## Task objective
If a line of the data below holds the string "rock", copy it.

(Items from a dataset)
##########
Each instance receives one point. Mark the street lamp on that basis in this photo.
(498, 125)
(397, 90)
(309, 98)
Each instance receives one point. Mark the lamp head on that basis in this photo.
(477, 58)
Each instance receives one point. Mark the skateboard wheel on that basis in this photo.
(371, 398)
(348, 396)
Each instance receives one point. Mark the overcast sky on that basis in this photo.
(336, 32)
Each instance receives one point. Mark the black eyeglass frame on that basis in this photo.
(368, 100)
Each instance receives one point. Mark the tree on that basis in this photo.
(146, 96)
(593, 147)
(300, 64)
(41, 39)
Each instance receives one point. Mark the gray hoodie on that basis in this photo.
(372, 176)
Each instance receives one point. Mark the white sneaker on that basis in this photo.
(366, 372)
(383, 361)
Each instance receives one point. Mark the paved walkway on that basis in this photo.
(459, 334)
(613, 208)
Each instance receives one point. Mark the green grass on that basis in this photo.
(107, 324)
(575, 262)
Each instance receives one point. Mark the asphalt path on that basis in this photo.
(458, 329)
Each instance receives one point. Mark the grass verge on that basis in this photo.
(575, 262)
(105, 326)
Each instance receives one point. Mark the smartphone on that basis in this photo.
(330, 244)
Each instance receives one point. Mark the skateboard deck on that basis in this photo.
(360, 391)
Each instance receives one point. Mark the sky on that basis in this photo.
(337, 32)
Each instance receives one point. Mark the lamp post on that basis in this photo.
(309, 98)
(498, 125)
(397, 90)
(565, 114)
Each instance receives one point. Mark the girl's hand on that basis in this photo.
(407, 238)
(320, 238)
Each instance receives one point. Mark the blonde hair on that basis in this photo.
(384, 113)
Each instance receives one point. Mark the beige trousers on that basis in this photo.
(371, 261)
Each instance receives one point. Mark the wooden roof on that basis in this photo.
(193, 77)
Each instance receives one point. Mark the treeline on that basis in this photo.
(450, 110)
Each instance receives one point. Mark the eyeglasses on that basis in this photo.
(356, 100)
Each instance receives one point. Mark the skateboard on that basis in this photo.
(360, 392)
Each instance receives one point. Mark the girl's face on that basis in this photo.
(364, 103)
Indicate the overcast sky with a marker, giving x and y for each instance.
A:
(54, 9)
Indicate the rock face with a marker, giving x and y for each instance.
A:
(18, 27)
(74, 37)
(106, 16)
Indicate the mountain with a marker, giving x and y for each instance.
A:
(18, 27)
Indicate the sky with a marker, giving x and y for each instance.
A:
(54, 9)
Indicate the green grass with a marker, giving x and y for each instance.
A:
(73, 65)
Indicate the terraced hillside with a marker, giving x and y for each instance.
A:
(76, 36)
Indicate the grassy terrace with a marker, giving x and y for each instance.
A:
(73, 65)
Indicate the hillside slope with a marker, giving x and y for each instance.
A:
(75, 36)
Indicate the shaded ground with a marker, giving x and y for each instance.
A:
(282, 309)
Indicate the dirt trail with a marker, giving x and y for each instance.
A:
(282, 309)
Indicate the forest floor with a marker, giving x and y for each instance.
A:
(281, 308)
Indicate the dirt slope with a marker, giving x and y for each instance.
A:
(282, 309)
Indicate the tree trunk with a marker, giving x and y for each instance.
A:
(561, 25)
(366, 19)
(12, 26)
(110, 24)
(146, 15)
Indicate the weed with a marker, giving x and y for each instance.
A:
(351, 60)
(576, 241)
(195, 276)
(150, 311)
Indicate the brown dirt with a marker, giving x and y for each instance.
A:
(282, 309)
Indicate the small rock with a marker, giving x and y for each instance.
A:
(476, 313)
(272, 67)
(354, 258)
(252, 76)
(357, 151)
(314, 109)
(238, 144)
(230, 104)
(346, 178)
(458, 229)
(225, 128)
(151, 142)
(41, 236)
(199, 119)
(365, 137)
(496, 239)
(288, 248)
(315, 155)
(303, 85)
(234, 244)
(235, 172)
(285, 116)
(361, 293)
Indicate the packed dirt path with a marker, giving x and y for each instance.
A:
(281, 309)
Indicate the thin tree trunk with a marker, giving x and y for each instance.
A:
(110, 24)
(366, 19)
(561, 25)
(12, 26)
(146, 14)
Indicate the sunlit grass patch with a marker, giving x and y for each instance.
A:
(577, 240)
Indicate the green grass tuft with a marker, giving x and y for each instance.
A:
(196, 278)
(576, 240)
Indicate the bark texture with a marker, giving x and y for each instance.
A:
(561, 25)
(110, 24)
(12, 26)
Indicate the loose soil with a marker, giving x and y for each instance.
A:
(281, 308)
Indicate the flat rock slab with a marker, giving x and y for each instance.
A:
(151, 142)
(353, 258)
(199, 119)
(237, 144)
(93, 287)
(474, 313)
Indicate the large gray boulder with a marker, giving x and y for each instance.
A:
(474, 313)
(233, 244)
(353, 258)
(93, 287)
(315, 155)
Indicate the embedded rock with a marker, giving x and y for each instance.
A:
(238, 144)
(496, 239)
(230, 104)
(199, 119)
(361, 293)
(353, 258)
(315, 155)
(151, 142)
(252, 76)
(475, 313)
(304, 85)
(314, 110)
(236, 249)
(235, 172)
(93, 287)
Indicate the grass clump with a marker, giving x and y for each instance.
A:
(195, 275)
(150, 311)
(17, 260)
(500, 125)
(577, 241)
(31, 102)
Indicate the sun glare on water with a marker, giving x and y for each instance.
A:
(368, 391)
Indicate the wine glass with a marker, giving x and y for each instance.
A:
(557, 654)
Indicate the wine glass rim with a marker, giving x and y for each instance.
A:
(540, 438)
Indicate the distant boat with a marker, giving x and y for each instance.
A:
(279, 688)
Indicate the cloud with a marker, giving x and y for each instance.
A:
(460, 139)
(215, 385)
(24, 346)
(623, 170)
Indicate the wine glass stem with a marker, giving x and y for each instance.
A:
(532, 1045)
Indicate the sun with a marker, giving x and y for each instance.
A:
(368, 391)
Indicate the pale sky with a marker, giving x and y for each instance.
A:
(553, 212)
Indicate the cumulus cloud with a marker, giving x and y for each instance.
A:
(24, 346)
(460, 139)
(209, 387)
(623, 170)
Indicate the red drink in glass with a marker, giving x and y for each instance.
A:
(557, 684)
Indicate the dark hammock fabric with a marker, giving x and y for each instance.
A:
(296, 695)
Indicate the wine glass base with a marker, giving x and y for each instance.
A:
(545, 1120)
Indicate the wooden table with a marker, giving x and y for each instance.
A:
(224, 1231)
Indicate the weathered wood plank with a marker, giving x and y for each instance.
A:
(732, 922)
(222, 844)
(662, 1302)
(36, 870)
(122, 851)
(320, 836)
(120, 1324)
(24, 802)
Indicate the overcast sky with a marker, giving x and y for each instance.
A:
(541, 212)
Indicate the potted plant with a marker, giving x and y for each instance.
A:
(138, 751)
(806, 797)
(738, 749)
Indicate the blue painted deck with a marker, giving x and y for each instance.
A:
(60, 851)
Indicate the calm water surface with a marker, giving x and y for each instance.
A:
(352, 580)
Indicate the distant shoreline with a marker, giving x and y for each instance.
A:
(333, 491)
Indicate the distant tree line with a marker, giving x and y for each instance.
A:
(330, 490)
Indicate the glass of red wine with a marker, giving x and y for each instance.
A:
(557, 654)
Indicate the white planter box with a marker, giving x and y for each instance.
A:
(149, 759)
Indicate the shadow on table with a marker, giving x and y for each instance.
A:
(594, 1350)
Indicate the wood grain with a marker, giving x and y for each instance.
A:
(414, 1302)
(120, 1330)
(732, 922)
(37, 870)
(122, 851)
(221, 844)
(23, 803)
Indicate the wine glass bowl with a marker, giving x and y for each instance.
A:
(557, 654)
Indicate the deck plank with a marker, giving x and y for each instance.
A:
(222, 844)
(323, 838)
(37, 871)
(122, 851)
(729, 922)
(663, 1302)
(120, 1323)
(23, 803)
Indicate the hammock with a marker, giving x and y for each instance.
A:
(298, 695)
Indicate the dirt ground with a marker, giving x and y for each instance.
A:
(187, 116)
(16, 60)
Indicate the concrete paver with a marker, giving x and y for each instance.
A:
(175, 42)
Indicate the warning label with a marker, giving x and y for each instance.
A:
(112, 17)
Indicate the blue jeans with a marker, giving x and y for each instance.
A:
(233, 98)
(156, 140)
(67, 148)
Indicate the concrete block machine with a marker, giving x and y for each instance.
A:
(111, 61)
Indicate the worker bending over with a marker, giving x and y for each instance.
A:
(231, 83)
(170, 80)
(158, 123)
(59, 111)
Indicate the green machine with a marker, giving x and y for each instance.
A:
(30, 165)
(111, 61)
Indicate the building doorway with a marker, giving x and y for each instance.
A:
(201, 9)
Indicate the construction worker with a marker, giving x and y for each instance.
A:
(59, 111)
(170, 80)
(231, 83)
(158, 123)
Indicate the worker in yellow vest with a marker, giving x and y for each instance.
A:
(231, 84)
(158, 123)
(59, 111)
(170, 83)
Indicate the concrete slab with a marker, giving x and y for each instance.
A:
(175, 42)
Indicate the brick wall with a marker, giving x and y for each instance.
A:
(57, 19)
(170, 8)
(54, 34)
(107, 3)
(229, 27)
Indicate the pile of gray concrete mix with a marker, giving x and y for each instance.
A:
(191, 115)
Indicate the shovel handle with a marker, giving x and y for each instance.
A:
##########
## Response below
Indicate the rock face with a marker, giving x and y for each instance.
Indicate the small rock with a marker, giving x and y for each instance.
Indicate the flat rock slab with a marker, giving x and y for each instance.
Indicate the embedded rock with a marker, giving x and y for each instance.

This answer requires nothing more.